What is expected: Your reply should consist solely of the number of lines in the data that contain "Could".

(Items from a data source)
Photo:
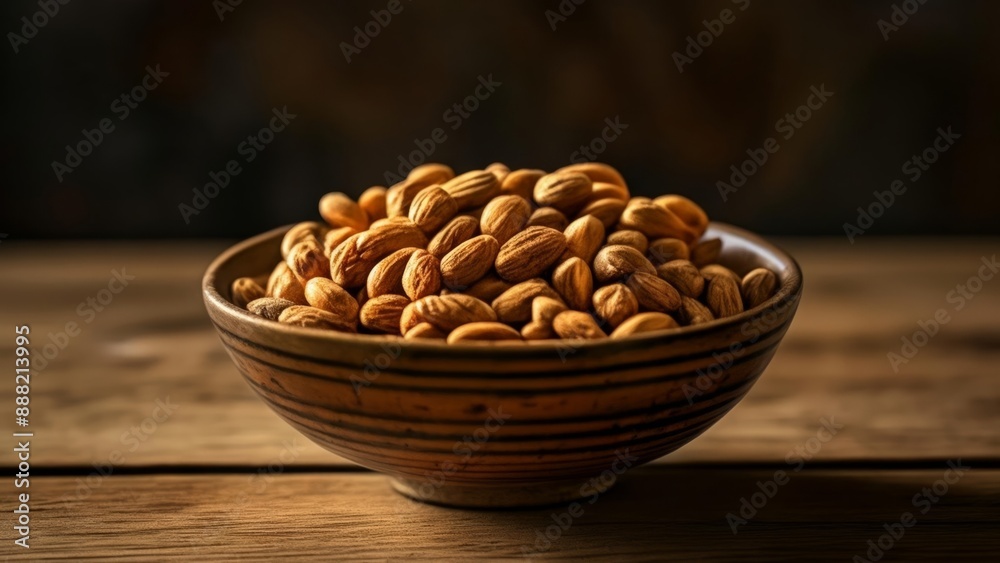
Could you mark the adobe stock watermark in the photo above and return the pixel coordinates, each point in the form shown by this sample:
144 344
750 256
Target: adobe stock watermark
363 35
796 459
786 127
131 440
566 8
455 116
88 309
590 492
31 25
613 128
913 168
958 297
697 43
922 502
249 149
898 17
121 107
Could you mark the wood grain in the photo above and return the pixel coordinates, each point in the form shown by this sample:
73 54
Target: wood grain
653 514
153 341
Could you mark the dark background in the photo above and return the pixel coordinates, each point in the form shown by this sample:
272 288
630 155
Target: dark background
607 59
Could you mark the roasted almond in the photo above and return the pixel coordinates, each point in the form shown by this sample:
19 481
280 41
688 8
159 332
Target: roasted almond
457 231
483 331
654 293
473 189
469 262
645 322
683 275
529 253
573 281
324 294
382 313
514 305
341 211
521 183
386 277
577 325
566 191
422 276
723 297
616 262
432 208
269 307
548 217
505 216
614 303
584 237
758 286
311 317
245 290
* * *
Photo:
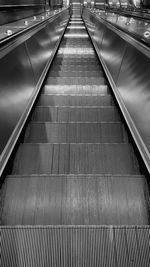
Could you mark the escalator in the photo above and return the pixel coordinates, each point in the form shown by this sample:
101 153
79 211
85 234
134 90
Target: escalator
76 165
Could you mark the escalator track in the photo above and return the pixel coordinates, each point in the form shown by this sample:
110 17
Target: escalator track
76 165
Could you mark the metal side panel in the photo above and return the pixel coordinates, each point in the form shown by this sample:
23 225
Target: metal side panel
---
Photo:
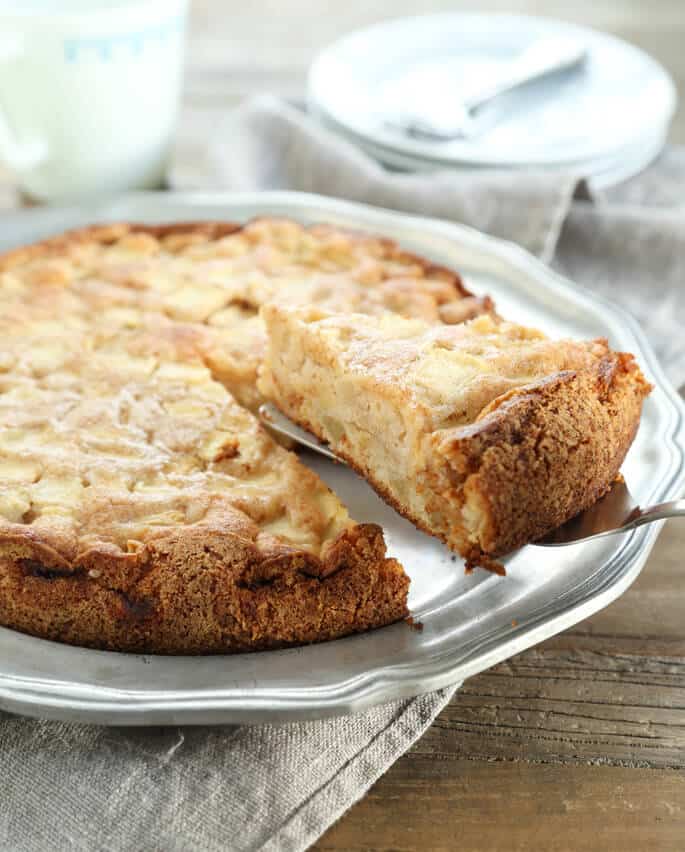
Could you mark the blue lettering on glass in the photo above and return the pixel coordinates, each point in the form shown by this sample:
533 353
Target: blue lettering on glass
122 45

Expected answer: 8